• The request: Will you quote only the lines starting at the one that contains "written like (57,79)." and ending with the last line of the listing below, inclusive?

[Labeled-object pointing entries]
- - -

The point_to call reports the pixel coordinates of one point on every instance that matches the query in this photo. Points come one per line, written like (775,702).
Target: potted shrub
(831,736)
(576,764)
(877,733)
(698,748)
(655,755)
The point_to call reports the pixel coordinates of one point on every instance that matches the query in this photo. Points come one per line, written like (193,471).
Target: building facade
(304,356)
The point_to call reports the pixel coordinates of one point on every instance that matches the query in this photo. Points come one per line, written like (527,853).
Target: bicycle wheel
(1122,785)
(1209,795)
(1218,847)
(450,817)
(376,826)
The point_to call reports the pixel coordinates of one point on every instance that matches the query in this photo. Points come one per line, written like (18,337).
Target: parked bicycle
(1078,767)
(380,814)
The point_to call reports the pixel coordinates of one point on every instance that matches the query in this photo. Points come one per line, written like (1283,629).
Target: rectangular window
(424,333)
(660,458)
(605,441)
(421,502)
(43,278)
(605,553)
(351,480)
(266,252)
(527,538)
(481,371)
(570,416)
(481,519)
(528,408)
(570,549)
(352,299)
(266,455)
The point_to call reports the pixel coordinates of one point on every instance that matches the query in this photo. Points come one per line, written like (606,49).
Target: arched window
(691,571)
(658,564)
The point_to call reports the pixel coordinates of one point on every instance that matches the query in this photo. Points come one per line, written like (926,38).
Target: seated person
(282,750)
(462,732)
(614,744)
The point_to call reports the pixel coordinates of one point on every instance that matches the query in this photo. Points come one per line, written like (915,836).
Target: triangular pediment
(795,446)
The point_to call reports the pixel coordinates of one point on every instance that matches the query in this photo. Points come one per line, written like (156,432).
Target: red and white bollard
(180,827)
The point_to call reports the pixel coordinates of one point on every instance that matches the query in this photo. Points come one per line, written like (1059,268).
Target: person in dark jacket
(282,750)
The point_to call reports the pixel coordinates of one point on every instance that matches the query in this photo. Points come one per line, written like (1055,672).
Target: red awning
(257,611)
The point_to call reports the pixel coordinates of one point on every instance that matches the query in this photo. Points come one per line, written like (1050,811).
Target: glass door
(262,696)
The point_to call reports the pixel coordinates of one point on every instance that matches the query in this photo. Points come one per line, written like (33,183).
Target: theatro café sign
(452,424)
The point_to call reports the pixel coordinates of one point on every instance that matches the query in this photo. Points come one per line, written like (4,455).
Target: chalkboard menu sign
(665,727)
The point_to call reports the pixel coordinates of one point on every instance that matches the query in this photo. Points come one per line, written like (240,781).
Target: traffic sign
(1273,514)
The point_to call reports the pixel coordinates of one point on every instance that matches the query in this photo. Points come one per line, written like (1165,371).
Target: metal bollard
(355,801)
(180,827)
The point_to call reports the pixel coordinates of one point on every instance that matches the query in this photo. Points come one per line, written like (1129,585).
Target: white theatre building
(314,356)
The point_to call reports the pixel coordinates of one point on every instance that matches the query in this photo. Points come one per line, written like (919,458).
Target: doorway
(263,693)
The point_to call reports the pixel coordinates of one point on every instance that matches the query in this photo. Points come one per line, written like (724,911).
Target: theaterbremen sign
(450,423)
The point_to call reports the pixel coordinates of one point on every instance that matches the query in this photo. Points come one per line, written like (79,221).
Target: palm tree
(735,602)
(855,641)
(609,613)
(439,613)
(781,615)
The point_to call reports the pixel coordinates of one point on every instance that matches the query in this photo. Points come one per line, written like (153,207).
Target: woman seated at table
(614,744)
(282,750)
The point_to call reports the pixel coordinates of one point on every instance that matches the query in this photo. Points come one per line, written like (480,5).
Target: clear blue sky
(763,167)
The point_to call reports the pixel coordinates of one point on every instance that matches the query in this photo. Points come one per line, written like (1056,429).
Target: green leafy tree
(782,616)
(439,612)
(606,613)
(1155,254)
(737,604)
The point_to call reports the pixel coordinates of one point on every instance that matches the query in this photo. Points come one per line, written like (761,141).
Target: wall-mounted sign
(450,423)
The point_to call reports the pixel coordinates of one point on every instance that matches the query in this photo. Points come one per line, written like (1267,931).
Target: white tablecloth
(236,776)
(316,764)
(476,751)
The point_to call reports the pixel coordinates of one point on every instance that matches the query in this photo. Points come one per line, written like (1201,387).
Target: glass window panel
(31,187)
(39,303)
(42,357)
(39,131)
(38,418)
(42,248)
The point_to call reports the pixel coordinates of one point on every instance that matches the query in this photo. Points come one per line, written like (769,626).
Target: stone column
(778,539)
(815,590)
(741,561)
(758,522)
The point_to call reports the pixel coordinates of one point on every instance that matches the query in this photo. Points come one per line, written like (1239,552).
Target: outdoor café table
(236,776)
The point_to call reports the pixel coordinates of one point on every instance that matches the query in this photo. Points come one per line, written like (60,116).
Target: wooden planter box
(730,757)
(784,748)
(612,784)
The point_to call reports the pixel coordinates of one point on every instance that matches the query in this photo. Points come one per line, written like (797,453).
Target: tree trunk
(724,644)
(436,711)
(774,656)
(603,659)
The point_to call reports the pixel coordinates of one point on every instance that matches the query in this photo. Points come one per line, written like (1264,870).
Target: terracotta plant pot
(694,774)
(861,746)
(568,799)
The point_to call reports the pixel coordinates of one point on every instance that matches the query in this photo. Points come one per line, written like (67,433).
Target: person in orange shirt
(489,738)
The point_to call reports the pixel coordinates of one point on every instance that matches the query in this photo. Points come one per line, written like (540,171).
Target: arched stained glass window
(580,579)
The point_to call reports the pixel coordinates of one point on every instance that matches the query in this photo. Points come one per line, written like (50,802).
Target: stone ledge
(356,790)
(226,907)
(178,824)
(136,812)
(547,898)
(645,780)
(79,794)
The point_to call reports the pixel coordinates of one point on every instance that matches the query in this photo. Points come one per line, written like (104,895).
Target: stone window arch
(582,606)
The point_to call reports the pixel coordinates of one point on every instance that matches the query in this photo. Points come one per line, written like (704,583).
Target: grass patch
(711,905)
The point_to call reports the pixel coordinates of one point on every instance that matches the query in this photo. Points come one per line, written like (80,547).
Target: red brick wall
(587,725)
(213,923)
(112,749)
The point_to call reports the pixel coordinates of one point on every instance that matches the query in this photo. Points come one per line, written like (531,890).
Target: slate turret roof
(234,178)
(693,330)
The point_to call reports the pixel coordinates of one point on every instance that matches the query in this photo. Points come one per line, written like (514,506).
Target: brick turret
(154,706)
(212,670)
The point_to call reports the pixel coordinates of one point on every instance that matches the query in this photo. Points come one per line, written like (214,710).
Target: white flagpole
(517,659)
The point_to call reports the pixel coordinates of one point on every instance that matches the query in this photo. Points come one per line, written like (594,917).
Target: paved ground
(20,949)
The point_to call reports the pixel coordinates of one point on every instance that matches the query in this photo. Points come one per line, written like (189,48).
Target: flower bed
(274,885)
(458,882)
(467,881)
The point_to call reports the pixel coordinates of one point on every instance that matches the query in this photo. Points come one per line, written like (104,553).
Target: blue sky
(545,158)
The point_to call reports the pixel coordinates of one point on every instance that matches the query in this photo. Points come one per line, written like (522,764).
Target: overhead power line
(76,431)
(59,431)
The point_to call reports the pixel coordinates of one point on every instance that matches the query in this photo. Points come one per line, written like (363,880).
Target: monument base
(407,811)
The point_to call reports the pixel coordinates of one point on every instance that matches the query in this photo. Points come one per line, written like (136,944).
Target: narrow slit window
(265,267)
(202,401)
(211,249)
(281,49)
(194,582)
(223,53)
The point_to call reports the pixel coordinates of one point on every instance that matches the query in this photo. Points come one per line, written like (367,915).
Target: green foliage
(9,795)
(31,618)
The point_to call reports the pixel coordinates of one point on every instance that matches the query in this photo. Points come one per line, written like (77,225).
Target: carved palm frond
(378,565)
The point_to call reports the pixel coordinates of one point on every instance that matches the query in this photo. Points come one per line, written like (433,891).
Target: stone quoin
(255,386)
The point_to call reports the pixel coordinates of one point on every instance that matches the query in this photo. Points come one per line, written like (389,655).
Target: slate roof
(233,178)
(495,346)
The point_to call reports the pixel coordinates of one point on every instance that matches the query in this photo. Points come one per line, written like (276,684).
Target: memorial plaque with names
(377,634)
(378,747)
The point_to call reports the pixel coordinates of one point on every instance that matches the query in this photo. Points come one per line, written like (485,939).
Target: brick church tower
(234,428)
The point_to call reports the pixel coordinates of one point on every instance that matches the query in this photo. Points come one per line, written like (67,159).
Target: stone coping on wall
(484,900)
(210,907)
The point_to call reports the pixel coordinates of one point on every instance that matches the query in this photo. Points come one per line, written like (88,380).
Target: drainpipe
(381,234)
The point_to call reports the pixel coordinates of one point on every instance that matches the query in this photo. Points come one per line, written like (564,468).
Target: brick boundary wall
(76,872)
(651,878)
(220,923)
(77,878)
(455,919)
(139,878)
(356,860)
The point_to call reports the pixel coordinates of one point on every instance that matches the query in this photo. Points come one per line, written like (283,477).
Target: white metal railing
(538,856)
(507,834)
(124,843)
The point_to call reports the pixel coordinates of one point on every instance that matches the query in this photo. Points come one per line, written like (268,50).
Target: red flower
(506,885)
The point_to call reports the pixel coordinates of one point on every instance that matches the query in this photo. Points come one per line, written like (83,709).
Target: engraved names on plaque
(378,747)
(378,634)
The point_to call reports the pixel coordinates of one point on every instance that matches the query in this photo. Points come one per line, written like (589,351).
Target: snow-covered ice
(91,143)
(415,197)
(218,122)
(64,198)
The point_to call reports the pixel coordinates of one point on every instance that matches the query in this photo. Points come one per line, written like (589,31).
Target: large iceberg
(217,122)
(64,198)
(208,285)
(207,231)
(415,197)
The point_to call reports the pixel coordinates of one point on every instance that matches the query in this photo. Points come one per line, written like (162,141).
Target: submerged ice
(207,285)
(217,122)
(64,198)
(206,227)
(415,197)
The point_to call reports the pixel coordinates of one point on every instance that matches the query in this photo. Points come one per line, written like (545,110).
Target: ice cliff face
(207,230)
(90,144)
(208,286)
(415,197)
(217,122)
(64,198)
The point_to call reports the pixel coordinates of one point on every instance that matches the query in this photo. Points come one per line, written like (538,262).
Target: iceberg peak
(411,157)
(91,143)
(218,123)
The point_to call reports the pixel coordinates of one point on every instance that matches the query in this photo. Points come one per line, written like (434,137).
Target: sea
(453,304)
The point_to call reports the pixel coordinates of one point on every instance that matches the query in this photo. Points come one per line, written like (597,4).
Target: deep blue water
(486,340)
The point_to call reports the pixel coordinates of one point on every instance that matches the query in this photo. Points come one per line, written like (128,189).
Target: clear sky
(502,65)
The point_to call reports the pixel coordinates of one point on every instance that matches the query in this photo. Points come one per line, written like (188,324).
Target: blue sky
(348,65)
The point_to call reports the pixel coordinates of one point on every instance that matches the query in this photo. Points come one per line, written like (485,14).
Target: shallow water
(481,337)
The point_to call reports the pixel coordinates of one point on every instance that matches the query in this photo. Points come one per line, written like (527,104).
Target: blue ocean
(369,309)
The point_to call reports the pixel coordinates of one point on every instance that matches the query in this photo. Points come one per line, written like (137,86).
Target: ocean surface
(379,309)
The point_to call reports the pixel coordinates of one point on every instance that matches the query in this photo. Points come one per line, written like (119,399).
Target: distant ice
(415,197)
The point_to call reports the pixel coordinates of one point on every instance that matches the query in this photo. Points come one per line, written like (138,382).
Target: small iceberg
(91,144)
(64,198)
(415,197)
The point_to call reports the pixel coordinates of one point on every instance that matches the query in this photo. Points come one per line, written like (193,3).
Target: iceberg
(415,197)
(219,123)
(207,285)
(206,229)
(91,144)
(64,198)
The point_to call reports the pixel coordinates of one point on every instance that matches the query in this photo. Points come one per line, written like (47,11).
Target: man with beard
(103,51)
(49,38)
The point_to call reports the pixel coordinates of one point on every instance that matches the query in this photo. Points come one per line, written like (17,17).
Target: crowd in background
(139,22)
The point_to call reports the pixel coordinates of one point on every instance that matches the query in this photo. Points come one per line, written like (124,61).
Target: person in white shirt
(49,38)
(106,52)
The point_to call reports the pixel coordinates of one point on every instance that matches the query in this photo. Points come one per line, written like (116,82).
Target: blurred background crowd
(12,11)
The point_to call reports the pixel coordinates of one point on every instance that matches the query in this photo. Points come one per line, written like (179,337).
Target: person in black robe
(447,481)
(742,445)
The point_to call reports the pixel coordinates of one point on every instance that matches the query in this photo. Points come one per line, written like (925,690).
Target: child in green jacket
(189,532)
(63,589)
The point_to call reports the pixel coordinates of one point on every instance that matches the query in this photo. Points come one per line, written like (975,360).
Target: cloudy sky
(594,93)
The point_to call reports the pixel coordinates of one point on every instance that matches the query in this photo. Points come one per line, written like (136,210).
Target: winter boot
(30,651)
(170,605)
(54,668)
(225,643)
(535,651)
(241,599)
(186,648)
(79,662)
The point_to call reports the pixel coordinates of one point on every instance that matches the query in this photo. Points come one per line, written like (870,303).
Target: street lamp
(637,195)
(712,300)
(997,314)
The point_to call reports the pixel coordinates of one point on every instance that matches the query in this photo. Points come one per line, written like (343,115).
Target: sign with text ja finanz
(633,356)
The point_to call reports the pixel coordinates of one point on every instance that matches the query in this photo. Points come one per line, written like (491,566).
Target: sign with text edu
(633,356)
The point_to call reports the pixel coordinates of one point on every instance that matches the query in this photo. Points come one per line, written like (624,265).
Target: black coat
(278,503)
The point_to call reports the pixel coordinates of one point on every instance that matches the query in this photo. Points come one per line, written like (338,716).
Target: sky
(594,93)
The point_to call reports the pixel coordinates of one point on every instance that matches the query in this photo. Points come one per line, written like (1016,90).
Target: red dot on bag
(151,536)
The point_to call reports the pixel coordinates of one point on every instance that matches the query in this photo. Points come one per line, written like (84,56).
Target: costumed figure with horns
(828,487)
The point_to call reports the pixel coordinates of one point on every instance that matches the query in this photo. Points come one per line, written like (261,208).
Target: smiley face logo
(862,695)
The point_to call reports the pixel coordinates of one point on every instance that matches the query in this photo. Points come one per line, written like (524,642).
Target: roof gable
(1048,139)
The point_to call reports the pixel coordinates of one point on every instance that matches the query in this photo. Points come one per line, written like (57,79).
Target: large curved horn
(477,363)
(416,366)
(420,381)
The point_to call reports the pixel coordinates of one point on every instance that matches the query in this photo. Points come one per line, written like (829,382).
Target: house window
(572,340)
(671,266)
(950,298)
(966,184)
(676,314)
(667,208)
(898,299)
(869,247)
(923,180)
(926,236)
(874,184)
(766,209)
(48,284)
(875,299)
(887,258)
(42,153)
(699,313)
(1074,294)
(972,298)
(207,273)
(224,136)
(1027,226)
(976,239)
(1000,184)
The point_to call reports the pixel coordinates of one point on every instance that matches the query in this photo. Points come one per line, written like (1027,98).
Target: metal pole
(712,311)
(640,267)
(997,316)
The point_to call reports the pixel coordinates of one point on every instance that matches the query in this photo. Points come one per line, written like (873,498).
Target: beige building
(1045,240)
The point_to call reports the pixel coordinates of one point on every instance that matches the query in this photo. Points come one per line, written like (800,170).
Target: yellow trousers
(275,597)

- - -

• Output of the exercise:
The point_to call reports the pixel coordinates of one point on every instance that matches the query in this photo. Points come one per line, written like (57,79).
Target: large curved horn
(477,363)
(416,366)
(420,381)
The point_to call reports the pixel coordinates of one point on every instance that matches the query in this photo. Points come one per line, written like (829,382).
Target: house window
(572,340)
(671,266)
(950,298)
(966,184)
(676,314)
(667,208)
(898,299)
(869,247)
(923,180)
(926,236)
(874,184)
(766,209)
(48,284)
(875,299)
(887,258)
(42,153)
(699,313)
(1074,294)
(972,298)
(207,273)
(224,136)
(1027,226)
(976,239)
(1000,184)
The point_to call reports the pixel coordinates of one point on every instance that matches the query in this photo. Points come one per line, written like (1027,98).
Target: metal pole
(712,311)
(640,267)
(997,316)
The point_to call reports the pixel coordinates of one point on every instance that matches the query in this photo. Points come one per line, written like (873,498).
Target: beige building
(1045,240)
The point_to call reports the pixel coordinates of one point on every instance that matches the query in this photo. Points come one per line, written like (800,170).
Target: yellow trousers
(275,597)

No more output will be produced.